Stated task a: Count how many lines in the rows below contain the word "water", and give only that number.
-- start of Passage --
Protecting your assets
10 Tips to Protect and Pass on Your Intellectual Property
Every period in history has produced its innovative thinkers. First there were the inventors of the early tools and materials that helped us clothe, feed, work and build more efficiently. Centuries later the transportation and manufacturing inventions of the industrial revolution—from the revolutionary steam engine to the production efficiencies of Henry Ford's assembly line—brought our world closer together and gave us more time to enjoy it. And today, the rapid-fire proliferation of digital advances allows us to communicate in real time.
Whether functional or aesthetic, their original works give us the “assets of the mind” we need to do more with less much more quickly and inexpensively or in a more educational and entertaining way. In turn, they have certain rights of ownership, and their intellectual property rights need to be protected so that their work can be successfully monetized for the benefit of both the creator and their beneficiaries.
Today, the protection of these assets is backed by the intellectual property (IP) rights developed by the U.S. patent system. IP law is based on the premise that, when creators know their work will be protected and they can benefit financially from their labor, they are more likely to continue to produce for the overall good.
-- end of Passage --
Stated task b: According to the passage on intellectual property above, what did the early tools and materials help us do more efficiently? List every activity it names.
-- start of Items --
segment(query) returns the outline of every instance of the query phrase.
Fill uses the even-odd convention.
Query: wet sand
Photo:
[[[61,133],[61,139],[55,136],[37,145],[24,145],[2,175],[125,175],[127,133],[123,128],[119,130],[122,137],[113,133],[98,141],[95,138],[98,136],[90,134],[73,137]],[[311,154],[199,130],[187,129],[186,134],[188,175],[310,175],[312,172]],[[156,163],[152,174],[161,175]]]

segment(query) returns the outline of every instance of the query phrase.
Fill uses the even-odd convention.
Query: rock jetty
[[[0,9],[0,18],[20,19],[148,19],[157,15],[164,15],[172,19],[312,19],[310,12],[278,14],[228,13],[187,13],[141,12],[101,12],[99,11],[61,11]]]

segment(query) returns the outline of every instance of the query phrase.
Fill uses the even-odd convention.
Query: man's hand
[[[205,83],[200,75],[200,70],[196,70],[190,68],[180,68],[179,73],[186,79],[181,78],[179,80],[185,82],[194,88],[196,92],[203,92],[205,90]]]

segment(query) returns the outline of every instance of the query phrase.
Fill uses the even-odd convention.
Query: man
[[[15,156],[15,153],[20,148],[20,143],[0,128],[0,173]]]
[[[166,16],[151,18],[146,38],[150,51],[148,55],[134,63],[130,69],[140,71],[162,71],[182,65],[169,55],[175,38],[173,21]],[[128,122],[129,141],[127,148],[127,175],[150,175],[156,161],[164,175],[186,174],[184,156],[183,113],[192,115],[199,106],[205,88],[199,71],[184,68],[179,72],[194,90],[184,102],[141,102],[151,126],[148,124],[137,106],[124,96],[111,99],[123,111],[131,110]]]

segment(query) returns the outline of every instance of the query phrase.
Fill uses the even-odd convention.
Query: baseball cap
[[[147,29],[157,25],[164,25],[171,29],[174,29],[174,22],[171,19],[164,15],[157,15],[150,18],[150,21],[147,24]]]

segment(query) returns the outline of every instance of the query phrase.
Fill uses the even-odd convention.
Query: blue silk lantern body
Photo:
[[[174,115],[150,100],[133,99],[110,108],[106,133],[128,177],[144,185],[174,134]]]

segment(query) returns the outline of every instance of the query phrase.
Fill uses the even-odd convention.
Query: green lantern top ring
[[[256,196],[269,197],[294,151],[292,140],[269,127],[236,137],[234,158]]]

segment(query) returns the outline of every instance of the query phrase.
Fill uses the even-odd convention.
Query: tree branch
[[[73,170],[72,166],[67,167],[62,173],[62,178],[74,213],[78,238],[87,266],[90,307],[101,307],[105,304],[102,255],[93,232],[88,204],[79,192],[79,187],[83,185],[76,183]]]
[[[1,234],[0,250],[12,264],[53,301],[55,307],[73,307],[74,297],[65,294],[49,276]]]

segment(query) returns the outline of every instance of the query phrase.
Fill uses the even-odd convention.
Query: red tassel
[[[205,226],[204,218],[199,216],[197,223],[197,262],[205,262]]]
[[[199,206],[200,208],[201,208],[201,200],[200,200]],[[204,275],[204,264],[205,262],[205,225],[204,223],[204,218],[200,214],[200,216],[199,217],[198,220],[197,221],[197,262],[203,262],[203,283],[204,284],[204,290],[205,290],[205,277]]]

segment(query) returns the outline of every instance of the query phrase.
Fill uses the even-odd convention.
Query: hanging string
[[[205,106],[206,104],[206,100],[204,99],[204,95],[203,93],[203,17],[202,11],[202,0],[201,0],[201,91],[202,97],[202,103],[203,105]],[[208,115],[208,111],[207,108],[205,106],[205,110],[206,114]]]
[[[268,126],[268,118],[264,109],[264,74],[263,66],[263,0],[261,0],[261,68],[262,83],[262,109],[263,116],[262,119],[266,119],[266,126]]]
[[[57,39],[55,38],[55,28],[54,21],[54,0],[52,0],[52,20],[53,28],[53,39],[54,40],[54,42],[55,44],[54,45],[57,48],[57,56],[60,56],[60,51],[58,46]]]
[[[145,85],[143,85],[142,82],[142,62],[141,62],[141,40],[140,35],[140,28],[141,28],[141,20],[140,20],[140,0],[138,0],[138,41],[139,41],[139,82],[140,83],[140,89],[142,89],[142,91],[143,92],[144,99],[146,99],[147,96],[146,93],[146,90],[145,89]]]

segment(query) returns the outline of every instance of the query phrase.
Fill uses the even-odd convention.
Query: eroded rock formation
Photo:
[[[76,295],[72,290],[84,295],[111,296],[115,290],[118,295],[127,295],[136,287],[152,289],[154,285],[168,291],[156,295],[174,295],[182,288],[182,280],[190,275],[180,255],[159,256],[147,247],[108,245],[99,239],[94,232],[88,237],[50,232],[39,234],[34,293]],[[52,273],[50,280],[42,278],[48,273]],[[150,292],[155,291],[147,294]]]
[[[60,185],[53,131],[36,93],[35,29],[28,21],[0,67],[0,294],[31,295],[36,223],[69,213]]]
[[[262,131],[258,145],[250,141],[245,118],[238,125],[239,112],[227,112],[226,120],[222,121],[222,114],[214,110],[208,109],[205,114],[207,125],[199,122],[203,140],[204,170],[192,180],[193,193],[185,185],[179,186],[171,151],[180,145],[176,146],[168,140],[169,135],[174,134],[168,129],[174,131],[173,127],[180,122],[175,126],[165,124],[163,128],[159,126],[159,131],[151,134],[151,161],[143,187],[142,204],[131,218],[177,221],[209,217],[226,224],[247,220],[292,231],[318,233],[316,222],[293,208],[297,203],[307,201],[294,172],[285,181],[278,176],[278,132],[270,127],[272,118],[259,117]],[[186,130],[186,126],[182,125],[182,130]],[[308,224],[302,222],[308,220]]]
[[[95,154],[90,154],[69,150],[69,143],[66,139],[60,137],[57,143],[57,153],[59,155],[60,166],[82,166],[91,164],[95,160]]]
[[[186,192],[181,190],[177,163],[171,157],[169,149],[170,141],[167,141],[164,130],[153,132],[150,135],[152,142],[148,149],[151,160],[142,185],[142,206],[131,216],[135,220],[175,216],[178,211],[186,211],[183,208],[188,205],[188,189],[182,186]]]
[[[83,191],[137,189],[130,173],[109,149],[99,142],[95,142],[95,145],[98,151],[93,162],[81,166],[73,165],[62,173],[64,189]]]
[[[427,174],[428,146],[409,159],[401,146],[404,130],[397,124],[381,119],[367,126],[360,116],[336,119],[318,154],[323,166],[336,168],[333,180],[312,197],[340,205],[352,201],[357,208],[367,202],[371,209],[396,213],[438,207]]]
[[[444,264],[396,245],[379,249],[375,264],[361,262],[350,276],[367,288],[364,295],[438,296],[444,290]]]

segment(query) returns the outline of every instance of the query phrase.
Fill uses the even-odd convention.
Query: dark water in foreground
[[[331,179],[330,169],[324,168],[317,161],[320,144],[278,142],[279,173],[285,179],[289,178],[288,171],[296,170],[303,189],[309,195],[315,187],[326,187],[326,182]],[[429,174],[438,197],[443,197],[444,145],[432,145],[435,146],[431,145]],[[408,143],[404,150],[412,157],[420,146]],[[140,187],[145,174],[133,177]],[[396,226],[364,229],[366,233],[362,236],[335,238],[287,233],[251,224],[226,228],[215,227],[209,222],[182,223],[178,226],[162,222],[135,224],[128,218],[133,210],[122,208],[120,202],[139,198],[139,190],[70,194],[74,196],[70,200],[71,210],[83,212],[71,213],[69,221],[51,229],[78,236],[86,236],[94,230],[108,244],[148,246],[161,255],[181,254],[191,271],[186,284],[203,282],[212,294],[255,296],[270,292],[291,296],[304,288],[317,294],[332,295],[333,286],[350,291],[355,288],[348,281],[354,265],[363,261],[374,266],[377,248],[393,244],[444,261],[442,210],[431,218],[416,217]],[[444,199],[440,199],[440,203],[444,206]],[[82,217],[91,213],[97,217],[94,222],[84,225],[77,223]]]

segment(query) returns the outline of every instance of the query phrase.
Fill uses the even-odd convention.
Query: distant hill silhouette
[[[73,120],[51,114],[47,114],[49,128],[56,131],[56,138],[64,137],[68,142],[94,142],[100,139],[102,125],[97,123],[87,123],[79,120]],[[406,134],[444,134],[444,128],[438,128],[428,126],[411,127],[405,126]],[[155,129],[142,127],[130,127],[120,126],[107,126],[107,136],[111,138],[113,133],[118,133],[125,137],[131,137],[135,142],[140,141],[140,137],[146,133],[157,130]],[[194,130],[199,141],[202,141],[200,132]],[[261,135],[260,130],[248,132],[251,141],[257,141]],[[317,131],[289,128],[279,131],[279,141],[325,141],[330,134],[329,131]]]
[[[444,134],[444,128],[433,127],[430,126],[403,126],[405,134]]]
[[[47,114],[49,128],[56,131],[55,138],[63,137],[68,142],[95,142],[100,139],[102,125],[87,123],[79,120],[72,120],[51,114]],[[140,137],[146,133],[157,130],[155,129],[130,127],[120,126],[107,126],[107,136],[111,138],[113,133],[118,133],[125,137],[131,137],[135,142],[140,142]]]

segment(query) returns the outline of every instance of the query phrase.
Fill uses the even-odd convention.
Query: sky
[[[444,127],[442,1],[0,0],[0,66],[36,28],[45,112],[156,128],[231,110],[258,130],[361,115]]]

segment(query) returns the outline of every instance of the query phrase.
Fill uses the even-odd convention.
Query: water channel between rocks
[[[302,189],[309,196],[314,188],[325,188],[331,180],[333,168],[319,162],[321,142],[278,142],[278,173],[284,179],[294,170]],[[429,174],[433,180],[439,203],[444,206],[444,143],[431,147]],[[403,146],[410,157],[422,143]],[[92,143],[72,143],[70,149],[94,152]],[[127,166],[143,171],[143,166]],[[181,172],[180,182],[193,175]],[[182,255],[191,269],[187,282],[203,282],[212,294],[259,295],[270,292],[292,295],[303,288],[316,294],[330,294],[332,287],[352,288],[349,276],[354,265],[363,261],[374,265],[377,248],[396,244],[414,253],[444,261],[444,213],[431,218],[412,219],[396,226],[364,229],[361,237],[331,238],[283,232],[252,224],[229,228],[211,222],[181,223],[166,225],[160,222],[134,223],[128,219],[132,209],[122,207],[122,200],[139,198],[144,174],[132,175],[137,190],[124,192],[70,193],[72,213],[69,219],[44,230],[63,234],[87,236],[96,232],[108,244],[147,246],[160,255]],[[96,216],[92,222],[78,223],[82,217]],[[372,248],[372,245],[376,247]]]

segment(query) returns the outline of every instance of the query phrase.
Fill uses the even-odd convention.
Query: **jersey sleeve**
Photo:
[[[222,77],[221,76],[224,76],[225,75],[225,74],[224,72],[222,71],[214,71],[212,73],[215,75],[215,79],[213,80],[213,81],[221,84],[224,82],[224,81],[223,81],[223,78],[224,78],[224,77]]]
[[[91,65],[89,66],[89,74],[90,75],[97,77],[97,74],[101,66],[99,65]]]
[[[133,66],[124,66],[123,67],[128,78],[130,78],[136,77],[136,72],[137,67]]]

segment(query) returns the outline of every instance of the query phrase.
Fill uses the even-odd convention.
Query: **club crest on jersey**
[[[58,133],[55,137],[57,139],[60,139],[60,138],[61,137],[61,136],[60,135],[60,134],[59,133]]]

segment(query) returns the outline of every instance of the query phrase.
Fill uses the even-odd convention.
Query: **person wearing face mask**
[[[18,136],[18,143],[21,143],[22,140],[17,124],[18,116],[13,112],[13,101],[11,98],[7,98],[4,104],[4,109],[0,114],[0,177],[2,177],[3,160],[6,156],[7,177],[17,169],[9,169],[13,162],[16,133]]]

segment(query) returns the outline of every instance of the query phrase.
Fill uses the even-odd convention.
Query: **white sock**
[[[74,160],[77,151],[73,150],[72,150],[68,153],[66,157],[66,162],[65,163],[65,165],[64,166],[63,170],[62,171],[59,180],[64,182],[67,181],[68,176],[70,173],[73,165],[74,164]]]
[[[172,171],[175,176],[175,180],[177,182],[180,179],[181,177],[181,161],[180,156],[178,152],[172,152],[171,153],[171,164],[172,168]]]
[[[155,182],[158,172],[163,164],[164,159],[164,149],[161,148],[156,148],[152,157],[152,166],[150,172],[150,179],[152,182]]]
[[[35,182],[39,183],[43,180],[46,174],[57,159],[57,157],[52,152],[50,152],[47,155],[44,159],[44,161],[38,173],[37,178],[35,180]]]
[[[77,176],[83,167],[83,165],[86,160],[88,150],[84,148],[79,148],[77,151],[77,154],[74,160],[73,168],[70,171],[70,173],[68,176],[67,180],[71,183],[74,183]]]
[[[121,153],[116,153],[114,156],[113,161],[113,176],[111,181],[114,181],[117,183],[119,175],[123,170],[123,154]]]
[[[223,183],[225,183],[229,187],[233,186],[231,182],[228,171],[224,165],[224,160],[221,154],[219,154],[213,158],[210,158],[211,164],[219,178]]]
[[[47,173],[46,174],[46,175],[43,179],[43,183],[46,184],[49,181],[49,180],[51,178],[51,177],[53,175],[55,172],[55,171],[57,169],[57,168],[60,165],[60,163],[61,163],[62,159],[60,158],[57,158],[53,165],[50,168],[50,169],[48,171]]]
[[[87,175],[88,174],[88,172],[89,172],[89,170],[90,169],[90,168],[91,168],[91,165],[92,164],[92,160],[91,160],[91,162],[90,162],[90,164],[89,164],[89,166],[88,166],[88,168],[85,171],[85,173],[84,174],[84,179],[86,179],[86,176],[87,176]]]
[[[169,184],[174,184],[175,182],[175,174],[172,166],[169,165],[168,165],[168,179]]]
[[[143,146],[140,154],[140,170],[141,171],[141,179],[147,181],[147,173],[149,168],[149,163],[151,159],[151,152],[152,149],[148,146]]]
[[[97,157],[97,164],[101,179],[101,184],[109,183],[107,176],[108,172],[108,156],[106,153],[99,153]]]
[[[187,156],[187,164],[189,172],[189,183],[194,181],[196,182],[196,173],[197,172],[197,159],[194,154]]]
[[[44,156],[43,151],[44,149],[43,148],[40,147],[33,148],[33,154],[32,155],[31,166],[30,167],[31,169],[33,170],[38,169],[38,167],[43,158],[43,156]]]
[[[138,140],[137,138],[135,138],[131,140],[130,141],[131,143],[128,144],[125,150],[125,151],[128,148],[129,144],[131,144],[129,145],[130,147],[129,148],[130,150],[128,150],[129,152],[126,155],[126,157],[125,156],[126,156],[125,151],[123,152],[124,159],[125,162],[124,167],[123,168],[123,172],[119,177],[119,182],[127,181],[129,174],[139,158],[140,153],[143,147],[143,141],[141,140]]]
-- end of Items --
Task output a: 2

Task output b: clothe, feed, work, build